PASSAGE =
Domain Plugin System

EurekaClaw supports pluggable research domains that provide specialized tools, skills, workflows, and benchmarks:

DomainPlugin (ABC)
│
├── name: str                    ← machine identifier
├── display_name: str            ← human-readable name
├── keywords: list[str]          ← auto-detection triggers
├── description: str
│
├── register_tools(registry)     ← inject domain-specific tools
├── get_workflow_hint() → str    ← research guidance for agent prompts
├── get_skills_dirs() → list[Path] ← extra skill directories
└── get_benchmark_problems(level) → list[dict]  ← evaluation problems

MAB Domain Plugin (Reference Implementation)

The Multi-Armed Bandit domain is the first and most developed plugin:

domains/mab/
├── __init__.py            MABDomainPlugin
│   ├── name = "mab"
│   ├── display_name = "Stochastic Multi-Armed Bandits"
│   └── keywords = ["bandit", "multi-armed", "mab", "ucb", "thompson",
│                    "regret", "exploration", "exploitation"]
│
├── workflow.py            WORKFLOW_HINT (research guidance text)
│
├── envs/                  Simulation environments
│   ├── stochastic.py      GaussianBandit, BernoulliBandit
│   └── runner.py          run_experiment(), sweep_T()

PROVIDED MATERIAL =
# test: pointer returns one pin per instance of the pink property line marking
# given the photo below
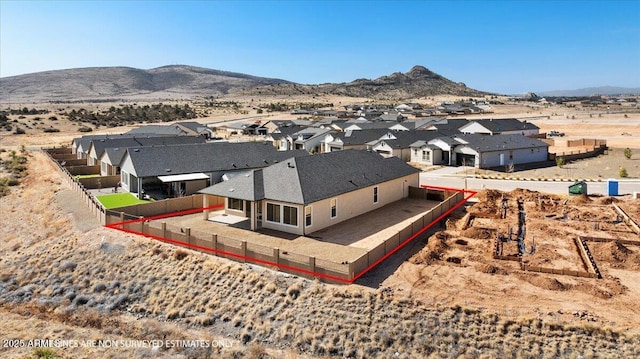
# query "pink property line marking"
(120, 227)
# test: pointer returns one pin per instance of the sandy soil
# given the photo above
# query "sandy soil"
(68, 278)
(481, 281)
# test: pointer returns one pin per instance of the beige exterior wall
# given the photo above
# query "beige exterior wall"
(348, 205)
(355, 203)
(299, 229)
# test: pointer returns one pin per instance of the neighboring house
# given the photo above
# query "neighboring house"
(438, 151)
(506, 126)
(366, 126)
(246, 128)
(109, 164)
(305, 194)
(81, 145)
(398, 144)
(482, 151)
(196, 128)
(447, 126)
(281, 137)
(308, 139)
(351, 140)
(184, 169)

COMPLETE THE FOLLOWING =
[a] In the domain plugin text, what display name does the Multi-Armed Bandit plugin use?
[b] Pick up the domain plugin text after its final line and carry it on.
The records are separate from the domain plugin text.

RESULTS BY TASK =
[a] Stochastic Multi-Armed Bandits

[b]
│                          (UCB1 & Thompson Sampling implementations)
│
├── tools/                 LLM-callable domain tools
│   ├── concentration.py   Hoeffding, Bernstein, sub-Gaussian, UCB radius
│   ├── regret.py          Regret decomposition, Lai-Robbins lower bound
│   ├── information.py     KL(Bernoulli), KL(Gaussian), Fano's inequality
│   └── bandit_tool.py     BanditExperimentTool (experiment runner)
│
├── skills/                Domain-specific proof strategies
│   ├── ucb_regret_analysis.md
│   ├── thompson_sampling_analysis.md
│   ├── lower_bound_construction.md
│   └── bandit_simulation.md
│
└── benchmark/             Tiered evaluation problems
    ├── level1.json        Reproduce: UCB1, Lai-Robbins (known bounds)
    ├── level2.json        Refine: Bernstein-UCB, MOSS, KL-UCB
    └── level3.json        Open: heavy tails, infinite-arm, batched bandits

Adding Custom Domains

from eurekaclaw.domains.base import DomainPlugin
from eurekaclaw.domains import register_domain

@register_domain
class MyDomainPlugin(DomainPlugin):
    name = "my_domain"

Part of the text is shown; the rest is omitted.